Explicit CancellationToken passing

In case the token would not be provided via Context, functions like handle_request
and copy_file would have to be modified into the following format to become cancellation-aware:
async fn handle_request(
    request: Request,
    cancel_token: CancellationToken,
) -> Result<Response, ApiError> {
    let copy_file_request = CopyFileRequest::try_from(request)?;

    copy_file(copy_file_request.src(), copy_file_request.dest(), cancel_token).await?.into()
}
We will take a look at the pro's and con's of this approach in a follow-up article.
Benefits of the cancellation token

The main benefit of CancellationTokens as shown is that they are extremely
composable. Most code either does not have to be cancellation-aware
(in case the token is implicitely forwarded), or does only have the responsibility
to forward the token. The more tricky parts of cancellation support have to be
only added at the IO library layer, which means the majority of people will not
have to actively worry about it. A typical application-author would only

Having to handle CancellationErrors if return from a cancelled function
Forward cancellation tokens manually, if not implicitely forwarded
Call CancellationToken::cancel() or e.g. TaskHandle::cancel() to trigger cancellation of subtasks.

_TASKS TO PERFORM:_
[A] Rewrite the part of the cancellation token article starting with "Having to handle" and going on through "cancellation of subtasks.", replacing "subtasks" with "child tasks".
[B] Find every line in the rows that contains the word "photo" and copy each of those lines.

_TASK MATERIAL:_
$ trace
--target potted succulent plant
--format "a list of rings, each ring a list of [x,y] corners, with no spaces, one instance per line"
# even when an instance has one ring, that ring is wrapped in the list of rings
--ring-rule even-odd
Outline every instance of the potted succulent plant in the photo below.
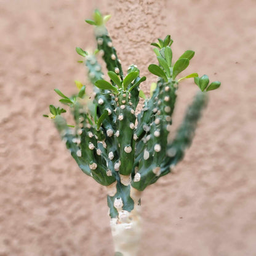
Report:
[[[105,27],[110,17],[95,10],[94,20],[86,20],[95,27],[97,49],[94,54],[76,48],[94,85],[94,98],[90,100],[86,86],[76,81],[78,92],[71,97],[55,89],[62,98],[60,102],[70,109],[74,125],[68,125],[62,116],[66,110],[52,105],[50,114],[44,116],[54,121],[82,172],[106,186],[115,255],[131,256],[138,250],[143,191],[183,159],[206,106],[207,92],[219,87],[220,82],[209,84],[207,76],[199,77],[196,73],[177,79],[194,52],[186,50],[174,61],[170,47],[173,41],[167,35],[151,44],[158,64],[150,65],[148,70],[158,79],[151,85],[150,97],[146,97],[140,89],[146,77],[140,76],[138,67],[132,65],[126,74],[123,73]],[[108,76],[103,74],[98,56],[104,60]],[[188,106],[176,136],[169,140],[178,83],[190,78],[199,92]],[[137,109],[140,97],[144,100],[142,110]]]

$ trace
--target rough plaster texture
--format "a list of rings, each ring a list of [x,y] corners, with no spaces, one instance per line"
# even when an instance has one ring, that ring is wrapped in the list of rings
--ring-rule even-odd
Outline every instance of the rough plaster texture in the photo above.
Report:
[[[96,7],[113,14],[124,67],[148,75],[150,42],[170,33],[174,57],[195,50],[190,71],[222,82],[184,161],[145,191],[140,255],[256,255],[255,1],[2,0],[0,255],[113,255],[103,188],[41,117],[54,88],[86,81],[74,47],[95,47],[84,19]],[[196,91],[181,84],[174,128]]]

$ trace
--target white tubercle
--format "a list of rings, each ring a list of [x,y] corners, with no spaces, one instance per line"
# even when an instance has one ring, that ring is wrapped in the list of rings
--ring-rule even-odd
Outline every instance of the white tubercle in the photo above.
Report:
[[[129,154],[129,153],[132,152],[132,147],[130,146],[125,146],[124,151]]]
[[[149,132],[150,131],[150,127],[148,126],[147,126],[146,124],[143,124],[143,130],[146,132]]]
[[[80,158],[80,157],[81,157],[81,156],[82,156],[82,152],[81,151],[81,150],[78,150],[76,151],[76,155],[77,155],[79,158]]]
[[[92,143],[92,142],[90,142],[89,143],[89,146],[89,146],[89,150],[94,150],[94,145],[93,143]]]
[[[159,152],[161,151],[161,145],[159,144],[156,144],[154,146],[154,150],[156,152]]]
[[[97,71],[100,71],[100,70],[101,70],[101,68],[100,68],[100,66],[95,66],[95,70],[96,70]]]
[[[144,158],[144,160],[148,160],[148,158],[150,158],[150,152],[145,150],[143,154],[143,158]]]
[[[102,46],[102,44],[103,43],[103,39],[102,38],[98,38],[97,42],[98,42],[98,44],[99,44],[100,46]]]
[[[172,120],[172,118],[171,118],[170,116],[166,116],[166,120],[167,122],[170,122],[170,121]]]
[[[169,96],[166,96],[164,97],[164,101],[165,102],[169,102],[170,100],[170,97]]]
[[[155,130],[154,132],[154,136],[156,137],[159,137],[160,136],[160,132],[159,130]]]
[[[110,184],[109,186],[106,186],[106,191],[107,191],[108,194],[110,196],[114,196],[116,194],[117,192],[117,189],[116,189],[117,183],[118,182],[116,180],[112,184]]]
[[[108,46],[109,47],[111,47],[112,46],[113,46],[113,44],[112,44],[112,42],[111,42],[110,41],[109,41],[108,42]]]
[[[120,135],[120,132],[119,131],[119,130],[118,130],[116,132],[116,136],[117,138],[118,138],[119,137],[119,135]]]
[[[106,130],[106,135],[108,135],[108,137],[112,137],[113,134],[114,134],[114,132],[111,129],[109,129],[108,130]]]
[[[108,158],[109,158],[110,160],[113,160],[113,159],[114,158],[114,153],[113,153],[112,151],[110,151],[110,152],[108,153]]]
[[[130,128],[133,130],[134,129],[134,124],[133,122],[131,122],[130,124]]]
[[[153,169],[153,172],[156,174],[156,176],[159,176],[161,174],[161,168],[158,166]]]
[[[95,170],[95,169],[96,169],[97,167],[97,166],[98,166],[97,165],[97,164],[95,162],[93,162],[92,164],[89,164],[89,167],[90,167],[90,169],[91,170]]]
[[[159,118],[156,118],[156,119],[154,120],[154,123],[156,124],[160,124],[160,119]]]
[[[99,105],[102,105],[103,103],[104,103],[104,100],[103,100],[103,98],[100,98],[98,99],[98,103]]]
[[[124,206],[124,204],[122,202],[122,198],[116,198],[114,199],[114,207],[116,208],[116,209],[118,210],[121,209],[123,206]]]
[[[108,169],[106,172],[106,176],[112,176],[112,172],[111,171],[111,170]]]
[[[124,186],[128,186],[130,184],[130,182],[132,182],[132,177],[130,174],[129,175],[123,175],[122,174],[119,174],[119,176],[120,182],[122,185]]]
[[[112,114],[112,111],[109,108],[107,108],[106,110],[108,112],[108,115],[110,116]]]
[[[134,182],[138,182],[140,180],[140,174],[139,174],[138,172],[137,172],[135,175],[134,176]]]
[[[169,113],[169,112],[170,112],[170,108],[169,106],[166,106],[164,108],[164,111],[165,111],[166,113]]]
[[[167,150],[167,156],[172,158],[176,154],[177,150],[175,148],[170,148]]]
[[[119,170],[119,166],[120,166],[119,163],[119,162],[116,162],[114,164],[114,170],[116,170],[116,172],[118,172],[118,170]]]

_RESPONSES IN ORDER:_
[A]
Having to handle CancellationErrors if return from a cancelled function
Forward cancellation tokens manually, if not implicitely forwarded
Call CancellationToken::cancel() or e.g. TaskHandle::cancel() to trigger cancellation of child tasks.

[B]
Outline every instance of the potted succulent plant in the photo below.
Outline every instance of the rough plaster texture in the photo above.
Outline every instance of the white tubercle in the photo above.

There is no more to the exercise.